Records
════

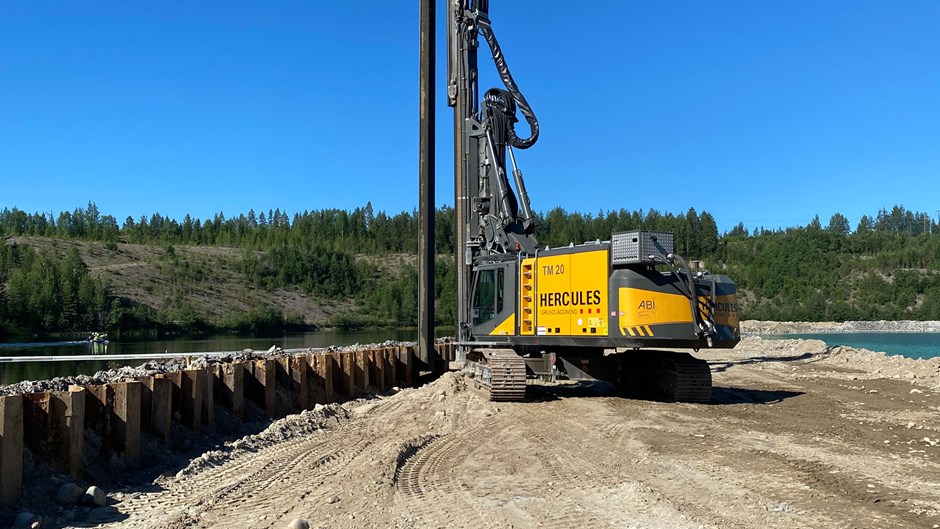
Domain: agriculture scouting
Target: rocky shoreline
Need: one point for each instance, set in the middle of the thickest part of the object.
(753, 327)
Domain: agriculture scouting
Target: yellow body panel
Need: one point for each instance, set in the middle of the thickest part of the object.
(507, 328)
(567, 294)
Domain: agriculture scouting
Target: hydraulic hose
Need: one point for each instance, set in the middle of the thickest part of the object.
(499, 59)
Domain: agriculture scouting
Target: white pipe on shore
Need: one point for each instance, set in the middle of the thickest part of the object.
(145, 356)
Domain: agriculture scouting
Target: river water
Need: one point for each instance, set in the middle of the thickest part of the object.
(11, 373)
(909, 344)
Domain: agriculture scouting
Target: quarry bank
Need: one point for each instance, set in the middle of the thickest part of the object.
(758, 373)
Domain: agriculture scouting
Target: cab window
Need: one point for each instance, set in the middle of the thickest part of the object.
(488, 298)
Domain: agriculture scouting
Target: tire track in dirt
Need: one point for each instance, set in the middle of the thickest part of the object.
(426, 483)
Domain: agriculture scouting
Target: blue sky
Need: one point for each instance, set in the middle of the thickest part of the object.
(762, 112)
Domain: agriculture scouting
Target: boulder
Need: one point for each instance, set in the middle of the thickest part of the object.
(94, 496)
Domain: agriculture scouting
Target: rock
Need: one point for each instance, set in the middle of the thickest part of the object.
(25, 520)
(95, 496)
(69, 494)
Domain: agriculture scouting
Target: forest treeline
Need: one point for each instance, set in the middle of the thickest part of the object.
(886, 267)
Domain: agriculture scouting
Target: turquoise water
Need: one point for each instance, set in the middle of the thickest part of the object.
(909, 344)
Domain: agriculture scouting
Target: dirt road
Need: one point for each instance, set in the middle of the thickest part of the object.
(796, 436)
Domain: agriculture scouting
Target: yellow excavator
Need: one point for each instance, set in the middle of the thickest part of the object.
(602, 310)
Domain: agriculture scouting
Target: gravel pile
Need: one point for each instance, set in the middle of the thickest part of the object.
(800, 327)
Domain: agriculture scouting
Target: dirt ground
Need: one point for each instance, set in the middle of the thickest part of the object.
(796, 435)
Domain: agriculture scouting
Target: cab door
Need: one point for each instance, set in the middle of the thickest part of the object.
(493, 300)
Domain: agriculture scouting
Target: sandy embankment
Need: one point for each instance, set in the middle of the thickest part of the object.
(826, 327)
(798, 434)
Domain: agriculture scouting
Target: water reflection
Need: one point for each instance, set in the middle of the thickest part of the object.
(15, 372)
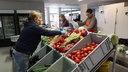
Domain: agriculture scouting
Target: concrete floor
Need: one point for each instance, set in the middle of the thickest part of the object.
(6, 62)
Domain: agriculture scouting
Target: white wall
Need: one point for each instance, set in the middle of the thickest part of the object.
(113, 19)
(21, 5)
(83, 12)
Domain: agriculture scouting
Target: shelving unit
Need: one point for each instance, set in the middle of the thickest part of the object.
(90, 64)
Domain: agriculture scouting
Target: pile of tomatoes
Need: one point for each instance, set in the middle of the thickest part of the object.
(59, 45)
(79, 55)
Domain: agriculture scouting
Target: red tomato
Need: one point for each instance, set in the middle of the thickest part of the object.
(82, 49)
(77, 60)
(81, 52)
(85, 54)
(73, 57)
(93, 46)
(76, 31)
(91, 49)
(85, 50)
(78, 50)
(82, 55)
(74, 52)
(78, 56)
(93, 43)
(83, 32)
(57, 45)
(78, 53)
(69, 55)
(63, 51)
(96, 45)
(82, 58)
(89, 52)
(88, 48)
(88, 45)
(62, 40)
(75, 41)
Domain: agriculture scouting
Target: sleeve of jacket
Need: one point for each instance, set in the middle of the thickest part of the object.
(92, 23)
(82, 23)
(45, 32)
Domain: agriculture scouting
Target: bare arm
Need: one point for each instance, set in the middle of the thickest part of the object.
(92, 23)
(81, 23)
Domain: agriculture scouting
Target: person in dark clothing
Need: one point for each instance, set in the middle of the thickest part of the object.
(65, 22)
(29, 39)
(91, 22)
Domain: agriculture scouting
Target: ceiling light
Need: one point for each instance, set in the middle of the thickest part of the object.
(80, 0)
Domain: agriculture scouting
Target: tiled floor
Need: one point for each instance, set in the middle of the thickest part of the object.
(5, 60)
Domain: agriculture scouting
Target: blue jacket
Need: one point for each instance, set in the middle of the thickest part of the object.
(31, 36)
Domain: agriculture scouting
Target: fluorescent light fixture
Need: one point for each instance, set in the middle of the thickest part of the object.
(80, 0)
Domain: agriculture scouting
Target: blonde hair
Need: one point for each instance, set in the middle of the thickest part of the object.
(34, 14)
(62, 16)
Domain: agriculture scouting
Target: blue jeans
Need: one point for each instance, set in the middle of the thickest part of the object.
(21, 60)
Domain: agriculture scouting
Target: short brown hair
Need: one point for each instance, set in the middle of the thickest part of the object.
(34, 14)
(62, 16)
(89, 11)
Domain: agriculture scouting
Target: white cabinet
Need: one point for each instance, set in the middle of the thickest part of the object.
(122, 23)
(112, 19)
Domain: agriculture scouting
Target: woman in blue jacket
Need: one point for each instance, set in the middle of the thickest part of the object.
(29, 39)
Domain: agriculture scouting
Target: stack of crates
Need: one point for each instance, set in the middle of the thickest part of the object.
(61, 63)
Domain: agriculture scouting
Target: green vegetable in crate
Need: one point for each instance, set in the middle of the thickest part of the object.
(121, 48)
(40, 68)
(45, 40)
(71, 38)
(114, 39)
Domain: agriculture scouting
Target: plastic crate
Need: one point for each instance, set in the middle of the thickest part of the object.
(38, 55)
(62, 65)
(96, 55)
(14, 38)
(48, 59)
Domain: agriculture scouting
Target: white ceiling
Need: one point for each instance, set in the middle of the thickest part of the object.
(72, 3)
(75, 3)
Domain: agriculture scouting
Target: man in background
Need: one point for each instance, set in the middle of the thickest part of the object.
(29, 39)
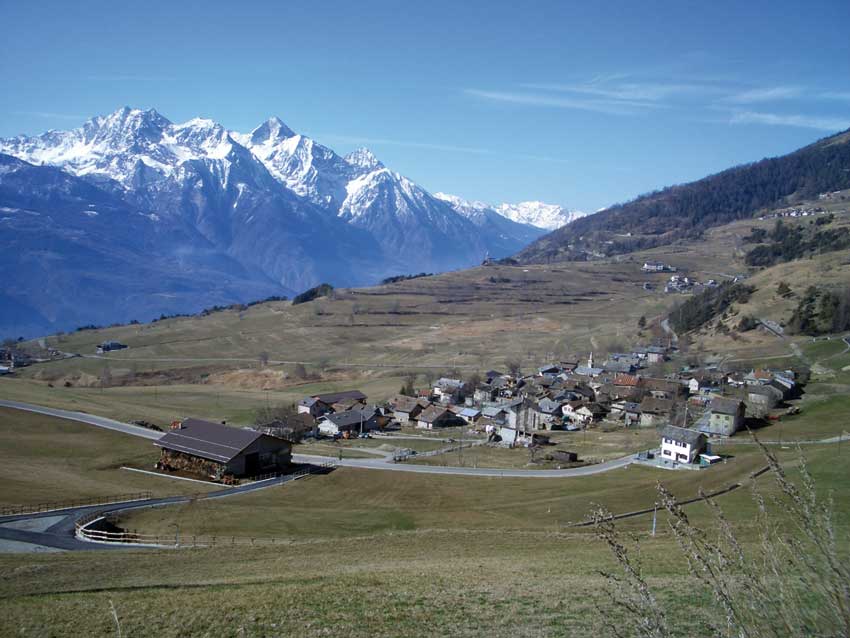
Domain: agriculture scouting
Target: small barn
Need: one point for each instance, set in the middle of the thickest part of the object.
(216, 450)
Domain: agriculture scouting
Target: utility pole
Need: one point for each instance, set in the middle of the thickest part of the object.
(654, 516)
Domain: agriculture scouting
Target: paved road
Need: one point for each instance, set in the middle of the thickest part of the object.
(61, 535)
(368, 464)
(377, 464)
(83, 417)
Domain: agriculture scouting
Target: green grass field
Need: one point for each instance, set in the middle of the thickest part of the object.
(379, 553)
(368, 554)
(44, 459)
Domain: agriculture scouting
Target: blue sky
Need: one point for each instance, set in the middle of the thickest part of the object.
(582, 104)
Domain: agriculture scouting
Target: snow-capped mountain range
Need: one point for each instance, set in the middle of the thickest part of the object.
(219, 216)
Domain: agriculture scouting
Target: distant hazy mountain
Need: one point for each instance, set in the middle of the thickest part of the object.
(546, 216)
(687, 210)
(534, 214)
(136, 216)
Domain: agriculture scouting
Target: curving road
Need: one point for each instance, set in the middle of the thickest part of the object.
(366, 464)
(83, 417)
(59, 526)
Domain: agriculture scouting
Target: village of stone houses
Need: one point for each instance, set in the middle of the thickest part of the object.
(543, 411)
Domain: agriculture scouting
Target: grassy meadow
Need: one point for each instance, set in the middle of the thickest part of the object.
(44, 459)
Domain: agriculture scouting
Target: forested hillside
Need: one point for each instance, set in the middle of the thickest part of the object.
(685, 211)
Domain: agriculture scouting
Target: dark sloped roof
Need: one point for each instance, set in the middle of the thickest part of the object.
(725, 406)
(691, 437)
(335, 397)
(431, 414)
(350, 417)
(651, 405)
(405, 404)
(208, 440)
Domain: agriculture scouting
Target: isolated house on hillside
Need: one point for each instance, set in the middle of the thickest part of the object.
(215, 450)
(726, 416)
(682, 445)
(407, 409)
(435, 416)
(292, 427)
(318, 404)
(761, 398)
(110, 346)
(448, 390)
(359, 420)
(655, 412)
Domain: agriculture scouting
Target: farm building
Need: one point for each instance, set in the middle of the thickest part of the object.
(318, 404)
(216, 450)
(681, 444)
(435, 417)
(407, 409)
(727, 416)
(359, 420)
(109, 346)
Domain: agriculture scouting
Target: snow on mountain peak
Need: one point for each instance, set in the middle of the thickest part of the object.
(271, 131)
(539, 214)
(363, 158)
(535, 213)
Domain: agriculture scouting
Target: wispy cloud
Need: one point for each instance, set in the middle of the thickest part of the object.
(49, 115)
(768, 94)
(633, 93)
(820, 123)
(612, 107)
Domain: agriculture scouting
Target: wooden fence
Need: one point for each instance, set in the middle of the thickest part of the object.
(37, 508)
(84, 531)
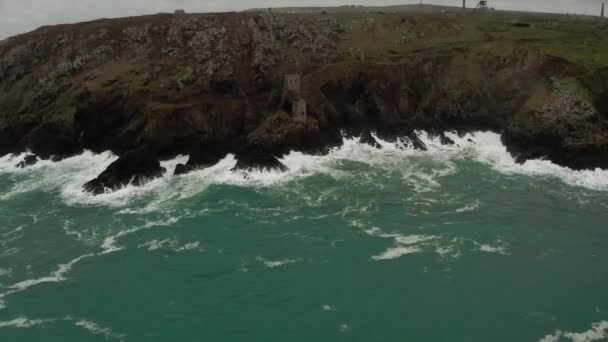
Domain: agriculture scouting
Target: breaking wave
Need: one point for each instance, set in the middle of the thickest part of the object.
(68, 176)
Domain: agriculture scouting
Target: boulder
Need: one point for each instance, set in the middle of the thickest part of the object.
(201, 158)
(256, 158)
(135, 167)
(368, 138)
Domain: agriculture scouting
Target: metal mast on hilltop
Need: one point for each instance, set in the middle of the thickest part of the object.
(483, 4)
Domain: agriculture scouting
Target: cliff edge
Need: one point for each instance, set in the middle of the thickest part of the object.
(261, 84)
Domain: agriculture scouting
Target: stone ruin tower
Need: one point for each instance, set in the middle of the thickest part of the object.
(482, 5)
(293, 88)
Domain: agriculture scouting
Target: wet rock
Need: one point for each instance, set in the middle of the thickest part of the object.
(368, 138)
(135, 167)
(29, 160)
(445, 140)
(201, 158)
(180, 169)
(258, 159)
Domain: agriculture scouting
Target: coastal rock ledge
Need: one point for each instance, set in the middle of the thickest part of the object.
(260, 84)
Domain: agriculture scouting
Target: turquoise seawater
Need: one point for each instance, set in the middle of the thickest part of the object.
(454, 244)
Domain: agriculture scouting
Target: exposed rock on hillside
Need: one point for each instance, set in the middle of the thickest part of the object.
(209, 85)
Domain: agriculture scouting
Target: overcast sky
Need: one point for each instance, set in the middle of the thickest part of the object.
(18, 16)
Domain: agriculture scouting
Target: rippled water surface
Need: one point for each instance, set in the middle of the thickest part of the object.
(457, 243)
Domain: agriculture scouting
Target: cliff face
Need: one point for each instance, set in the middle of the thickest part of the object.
(206, 85)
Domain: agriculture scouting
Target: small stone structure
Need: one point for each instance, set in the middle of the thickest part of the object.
(299, 111)
(293, 83)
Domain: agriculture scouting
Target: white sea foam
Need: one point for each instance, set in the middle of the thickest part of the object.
(54, 277)
(171, 244)
(96, 329)
(71, 174)
(500, 247)
(276, 263)
(109, 244)
(487, 147)
(396, 252)
(23, 322)
(327, 307)
(598, 332)
(5, 272)
(469, 207)
(344, 328)
(403, 244)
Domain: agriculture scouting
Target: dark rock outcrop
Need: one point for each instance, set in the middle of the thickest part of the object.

════

▶ _What to produce_
Count the lines of the entries above that contain the string "snow". Case is significant, and only the number should be given.

▶ _Task output_
2